> [Excerpted passage]:
===============

HELSINKI — A large rocket stage used to launch the final module for China’s space station made an uncontrolled reentry into the atmosphere Friday after precautionary airspace closures took effect in southern Europe.

The roughly 21-metric-ton dry mass Long March 5B rocket stage reentered over the south-central Pacific Ocean at 6:01 a.m. Eastern (10:01 UTC) Nov. 4, according to the U.S. Space Command, just over four days after its launch.

The reentry event had been tracked by U.S. and European authorities which provided predictions for the reentry. China’s human spaceflight agency, CMSA, regularly released orbital data updates for the rocket stage but provided no predictions. 

China launched the third and final module for its Tiangong space station with the fourth Long March 5B rocket Oct. 31. The Mengtian module successfully docked with the station 13 hours later.

===============

> [Raw records]:

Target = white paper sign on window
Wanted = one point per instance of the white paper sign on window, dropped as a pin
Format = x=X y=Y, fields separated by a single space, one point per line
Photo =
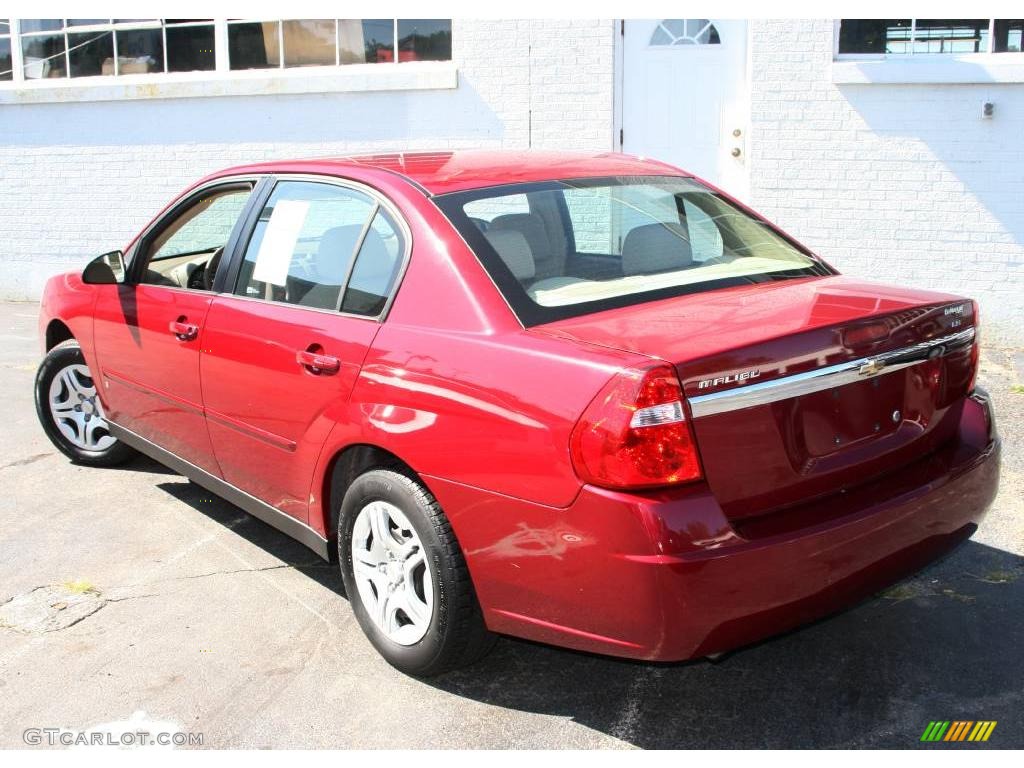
x=274 y=256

===============

> [Problems and tasks]:
A: From the rocket reentry article, extract the stretch from "HELSINKI — A" through "after its launch.".
B: Translate this sentence from the rocket reentry article into Spanish: "The Mengtian module successfully docked with the station 13 hours later."

> [The responses]:
A:
HELSINKI — A large rocket stage used to launch the final module for China’s space station made an uncontrolled reentry into the atmosphere Friday after precautionary airspace closures took effect in southern Europe.

The roughly 21-metric-ton dry mass Long March 5B rocket stage reentered over the south-central Pacific Ocean at 6:01 a.m. Eastern (10:01 UTC) Nov. 4, according to the U.S. Space Command, just over four days after its launch.

B: El módulo Mengtian se acopló con éxito a la estación 13 horas después.